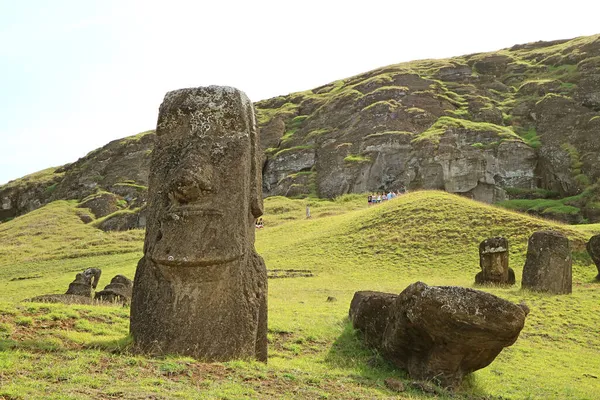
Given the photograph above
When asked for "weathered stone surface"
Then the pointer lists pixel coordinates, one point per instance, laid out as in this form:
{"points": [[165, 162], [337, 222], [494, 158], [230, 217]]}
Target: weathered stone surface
{"points": [[438, 333], [593, 248], [117, 291], [369, 313], [364, 134], [548, 267], [493, 261], [201, 288], [85, 282]]}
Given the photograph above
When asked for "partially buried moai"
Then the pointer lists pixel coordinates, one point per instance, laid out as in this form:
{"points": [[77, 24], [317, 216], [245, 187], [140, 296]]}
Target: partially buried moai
{"points": [[201, 289], [548, 266], [85, 282], [493, 260]]}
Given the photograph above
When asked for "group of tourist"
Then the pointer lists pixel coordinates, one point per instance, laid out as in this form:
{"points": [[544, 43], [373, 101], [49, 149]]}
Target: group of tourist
{"points": [[376, 198]]}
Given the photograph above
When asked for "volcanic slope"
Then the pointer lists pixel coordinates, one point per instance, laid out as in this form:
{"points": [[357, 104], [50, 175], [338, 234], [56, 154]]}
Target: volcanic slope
{"points": [[77, 351]]}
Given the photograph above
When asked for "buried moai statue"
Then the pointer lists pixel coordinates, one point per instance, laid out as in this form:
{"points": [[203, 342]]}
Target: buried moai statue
{"points": [[593, 248], [493, 260], [201, 289], [548, 266], [85, 282], [117, 291]]}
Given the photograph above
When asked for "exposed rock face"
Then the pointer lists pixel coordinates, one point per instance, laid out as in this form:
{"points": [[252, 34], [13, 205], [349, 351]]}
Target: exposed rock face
{"points": [[102, 204], [593, 248], [201, 289], [117, 291], [548, 267], [493, 260], [491, 126], [438, 333], [85, 282]]}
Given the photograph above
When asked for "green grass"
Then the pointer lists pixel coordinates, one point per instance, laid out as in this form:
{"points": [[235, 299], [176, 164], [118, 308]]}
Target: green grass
{"points": [[44, 177], [446, 123], [80, 352]]}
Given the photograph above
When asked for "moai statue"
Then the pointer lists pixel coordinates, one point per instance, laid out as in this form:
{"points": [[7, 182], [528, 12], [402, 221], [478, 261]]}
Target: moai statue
{"points": [[117, 291], [593, 248], [548, 266], [85, 282], [201, 289], [493, 260]]}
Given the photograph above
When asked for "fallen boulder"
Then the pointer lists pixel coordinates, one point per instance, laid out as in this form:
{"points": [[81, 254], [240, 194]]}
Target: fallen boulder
{"points": [[437, 333]]}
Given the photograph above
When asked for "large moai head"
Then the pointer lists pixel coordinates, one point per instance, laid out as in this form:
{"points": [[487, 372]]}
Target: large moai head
{"points": [[204, 179], [200, 289]]}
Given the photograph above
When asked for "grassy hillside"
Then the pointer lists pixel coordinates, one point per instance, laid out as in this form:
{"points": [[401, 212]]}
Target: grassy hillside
{"points": [[59, 351]]}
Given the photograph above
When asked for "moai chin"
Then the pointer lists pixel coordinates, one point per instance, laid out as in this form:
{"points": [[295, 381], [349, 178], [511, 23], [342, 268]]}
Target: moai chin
{"points": [[201, 289], [493, 260]]}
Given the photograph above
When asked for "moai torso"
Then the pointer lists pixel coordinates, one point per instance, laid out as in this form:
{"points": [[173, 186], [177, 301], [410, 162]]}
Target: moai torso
{"points": [[200, 289]]}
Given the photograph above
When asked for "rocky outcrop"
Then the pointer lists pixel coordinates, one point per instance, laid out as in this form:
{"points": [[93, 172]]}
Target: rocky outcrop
{"points": [[437, 333], [492, 126]]}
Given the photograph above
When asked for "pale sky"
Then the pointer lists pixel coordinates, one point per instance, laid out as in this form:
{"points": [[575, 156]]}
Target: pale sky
{"points": [[77, 74]]}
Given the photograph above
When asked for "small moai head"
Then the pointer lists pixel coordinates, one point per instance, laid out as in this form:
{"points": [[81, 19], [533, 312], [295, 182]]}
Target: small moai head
{"points": [[205, 180], [493, 259]]}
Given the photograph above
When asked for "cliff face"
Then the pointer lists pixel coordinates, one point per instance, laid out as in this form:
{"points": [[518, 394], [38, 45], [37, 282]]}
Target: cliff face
{"points": [[518, 123], [512, 126]]}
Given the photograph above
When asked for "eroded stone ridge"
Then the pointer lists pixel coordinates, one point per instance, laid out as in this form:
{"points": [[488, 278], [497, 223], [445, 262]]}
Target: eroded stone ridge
{"points": [[438, 333], [548, 266], [201, 289], [493, 260]]}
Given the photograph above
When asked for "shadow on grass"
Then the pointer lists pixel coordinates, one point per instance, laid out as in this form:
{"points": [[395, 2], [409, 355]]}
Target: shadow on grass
{"points": [[349, 352], [114, 346]]}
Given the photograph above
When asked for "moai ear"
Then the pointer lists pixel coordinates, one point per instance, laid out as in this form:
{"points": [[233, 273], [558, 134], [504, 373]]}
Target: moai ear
{"points": [[256, 203]]}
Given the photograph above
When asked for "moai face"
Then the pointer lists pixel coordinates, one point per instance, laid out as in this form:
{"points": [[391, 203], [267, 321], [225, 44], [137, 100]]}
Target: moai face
{"points": [[204, 179]]}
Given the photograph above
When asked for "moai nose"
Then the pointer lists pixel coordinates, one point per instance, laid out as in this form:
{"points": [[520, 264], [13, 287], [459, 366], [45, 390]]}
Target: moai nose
{"points": [[190, 186]]}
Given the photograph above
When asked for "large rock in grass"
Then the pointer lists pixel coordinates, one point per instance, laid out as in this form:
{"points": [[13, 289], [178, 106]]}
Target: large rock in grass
{"points": [[201, 289], [117, 291], [548, 266], [593, 248], [438, 333], [85, 282], [493, 260]]}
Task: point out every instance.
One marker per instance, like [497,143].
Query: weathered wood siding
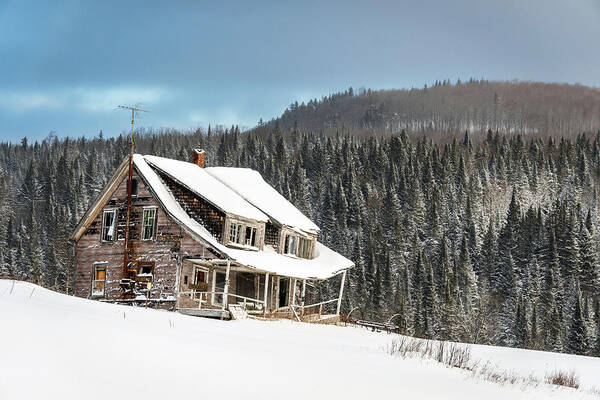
[170,244]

◆ ◆ ◆

PROBLEM REQUIREMENTS >> Write every entry out again exactly, dropping the pictures.

REPLY >>
Given the photograph above
When asked for "weathered stone surface"
Then the pointer lists pixel coordinates, one point per instance, laid out as in this form:
{"points": [[165, 162], [337, 222], [494, 158], [230, 217]]}
Target: weathered stone surface
{"points": [[438, 333], [593, 248], [117, 291], [369, 313], [364, 134], [548, 267], [493, 261], [201, 288], [85, 282]]}
Given the photograph above
When asked for "partially buried moai"
Then the pointer lists pixel coordinates, one point per instance, laid out as in this form:
{"points": [[77, 24], [317, 216], [245, 187], [140, 296]]}
Target: partially buried moai
{"points": [[201, 289], [548, 266], [85, 282], [493, 260]]}
Given the photograph above
When asked for "group of tourist"
Then the pointer lists pixel coordinates, one point per instance, laid out as in this form:
{"points": [[544, 43], [373, 101], [49, 149]]}
Target: group of tourist
{"points": [[376, 198]]}
Given the photograph above
When asked for "volcanic slope"
Then the pointer lists pixel coordinates, one point per instance, laid out as in this form:
{"points": [[357, 104], [50, 175], [338, 234], [56, 154]]}
Target: volcanic slope
{"points": [[77, 351]]}
Given the photograph above
When asked for "buried moai statue"
Then the pointer lists pixel coordinates, one point per instance, laid out as in this form:
{"points": [[203, 342]]}
Target: buried moai statue
{"points": [[593, 248], [493, 260], [201, 289], [548, 266], [85, 282], [117, 291]]}
Given the photograph above
When asked for "exposed rock face"
Then the pointer lists pixel coordinates, one point per instance, laid out as in this form:
{"points": [[252, 34], [13, 205], [349, 351]]}
Target: exposed rock face
{"points": [[102, 204], [593, 248], [201, 289], [117, 291], [548, 267], [493, 260], [491, 126], [438, 333], [85, 282]]}
Given the photograph above
When asked for "green grass"
Then the pointer lists pixel coordinates, one point per instance, laid out as in this form:
{"points": [[235, 299], [176, 164], [118, 308]]}
Target: green grass
{"points": [[44, 177], [446, 123], [80, 352]]}
Given the photograph above
When asked for "moai statue"
Then the pointer lists pixel coordinates, one point per instance, laid out as in this form:
{"points": [[7, 182], [528, 12], [402, 221], [478, 261]]}
Target: moai statue
{"points": [[117, 291], [593, 248], [548, 266], [85, 282], [201, 289], [493, 260]]}
Given the photograph above
When asked for "fallen boulder"
Then the pointer lists pixel coordinates, one point per instance, laid out as in this form:
{"points": [[81, 254], [240, 194]]}
Target: fallen boulder
{"points": [[437, 333]]}
Given the photograph above
When asked for "large moai head"
Then the pointer lists pixel coordinates, one point per instance, laid out as in this form:
{"points": [[487, 372]]}
Target: large moai head
{"points": [[204, 179], [200, 289]]}
Given the photograph above
When asked for "grassy hillside"
Then the pointer lists pixel coordinates, one point per instance, laid out as in this form:
{"points": [[401, 212]]}
Target: grassy hillside
{"points": [[59, 351]]}
Given the photograph above
When asked for "moai chin"
Then the pointer lists pixel coordinates, one point per instance, laid out as in this form:
{"points": [[295, 381], [349, 178], [511, 23], [342, 268]]}
Target: moai chin
{"points": [[201, 289], [493, 260]]}
Given the photograph above
When asked for "moai torso"
Then the pointer lists pixel coordinates, one point per instance, laid out as in this form:
{"points": [[173, 186], [177, 301], [410, 162]]}
Target: moai torso
{"points": [[200, 289]]}
Given the photograph above
When asked for "rocky outcrop"
Then the pointer lists pixel coordinates, one point per instance, laid out as in this form:
{"points": [[93, 172]]}
Target: rocky outcrop
{"points": [[437, 333], [492, 126]]}
Given the photograph above
When asked for "pale sky"
Then the pointer lists pixel coordinates, one point per instance, laid out as in this form:
{"points": [[575, 156]]}
Target: pale sky
{"points": [[77, 74]]}
Given the photograph above
When asked for "small moai head"
Then the pointer lists pixel coordinates, one point per instance, laid out as in this form:
{"points": [[81, 19], [533, 312], [295, 182]]}
Target: small moai head
{"points": [[205, 180], [493, 259]]}
Given the photograph above
When asked for "cliff face"
Then the pointer lists pixel coordinates, one point per instance, laid out as in this form:
{"points": [[518, 394], [38, 45], [37, 282]]}
Target: cliff face
{"points": [[518, 123], [512, 126]]}
Given the photograph above
When asked for "eroded stone ridge"
Then the pointer lists pixel coordinates, one point per instance, laid out as in this form:
{"points": [[488, 278], [497, 223], [445, 262]]}
Target: eroded stone ridge
{"points": [[438, 333], [548, 266], [201, 289], [493, 260]]}
Given the photograph above
When asked for "shadow on grass"
Then the pointer lists pixel coordinates, one point per instance, laid out as in this form:
{"points": [[395, 2], [409, 355]]}
Target: shadow on grass
{"points": [[349, 352], [114, 346]]}
Given the photograph above
When asked for "moai ear"
Then the pointer lists pixel coordinates, one point per instance, laid out as in this form:
{"points": [[233, 273], [558, 134], [504, 373]]}
Target: moai ear
{"points": [[256, 203]]}
Given the photograph above
When asked for "moai face"
Then the pointer lists pixel coordinates, one point per instance, laid out as in this form:
{"points": [[391, 203], [267, 321], [225, 44], [137, 100]]}
Target: moai face
{"points": [[204, 179]]}
Given the photograph above
When asked for "moai nose"
Then the pointer lists pixel coordinates, one point per instance, laid out as in this form:
{"points": [[520, 264], [13, 287], [459, 366], [45, 390]]}
Target: moai nose
{"points": [[190, 186]]}
Given the photograph above
When asked for "large rock in grass"
Then the pointer lists pixel coordinates, one point per instance, laid out as in this form:
{"points": [[13, 289], [178, 106]]}
Target: large rock in grass
{"points": [[201, 289], [117, 291], [548, 266], [593, 248], [438, 333], [85, 282], [493, 260]]}
Task: point out every instance.
One marker per instance, like [497,143].
Query: weathered wood siding
[170,244]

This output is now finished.